Development costs must be paid "up-front" or at the very beginning of the development, but the increased property taxes (increments)
are not paid until later and, then, only in modest amounts (relative to the development costs) spread over many years. This creates an imbalance or
mismatch between costs and revenues. TIF traditionally overcomes this mismatch by issuing bonds. These bonds pay for:
- Development cost (e.g., site acquisition),
- Interest on the bonds until increments are received. The need to pay these interest costs on borrowing, pending receipt of increments is
commonly referred to as capitalizing interest.
The need to capitalize interest means that increment flows must be larger to pay off this component of the cost.

> **COLLECTED DATA**:

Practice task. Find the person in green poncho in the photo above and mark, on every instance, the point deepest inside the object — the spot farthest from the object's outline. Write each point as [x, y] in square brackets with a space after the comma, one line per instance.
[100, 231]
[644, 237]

> **DIRECTIVES**:
- a) Decide whether each statement below agrees with the tax increment financing passage, answering yes or no and quoting the words that settle it: (i) The increased property taxes are paid at the very beginning of the development. (ii) TIF has traditionally dealt with the gap between costs and revenues by issuing bonds. (iii) Paying interest on borrowing while waiting for increments is commonly called capitalizing interest.
- b) Carry the tax increment financing passage forward with the next part, starting after its final sentence.

> **RESPONSES BY TASK**:
- a)
(i) No: "the increased property taxes (increments) are not paid until later"
(ii) Yes: "TIF traditionally overcomes this mismatch by issuing bonds."
(iii) Yes: "The need to pay these interest costs on borrowing, pending receipt of increments is commonly referred to as capitalizing interest."

- b)
Before 1986, municipal bonds were routinely used as part of TIF financing. These bonds were usually tax exempt, providing a lower interest rate
to the city and the developers. The 1986 tax reform made it more difficult to issue tax-exempt bonds for this purpose. This took away much of the
incentive for the local governments to borrow in anticipation of receipt of tax increments. The practice in Minnesota now often does not use bonds,
but instead expects developers to pay the costs and to be reimbursed as increments become available. This approach (called
"pay-as-you go" financing) shifts the "capitalized interest" costs to the developers. In some cases, the city
or development authority absorbs the cost by advancing its money (e.g., from another city or authority fund) until it can be reimbursed with the
increments. If the city accepts lower or no interest on these advances, it is using these funds to assist or subsidize the development.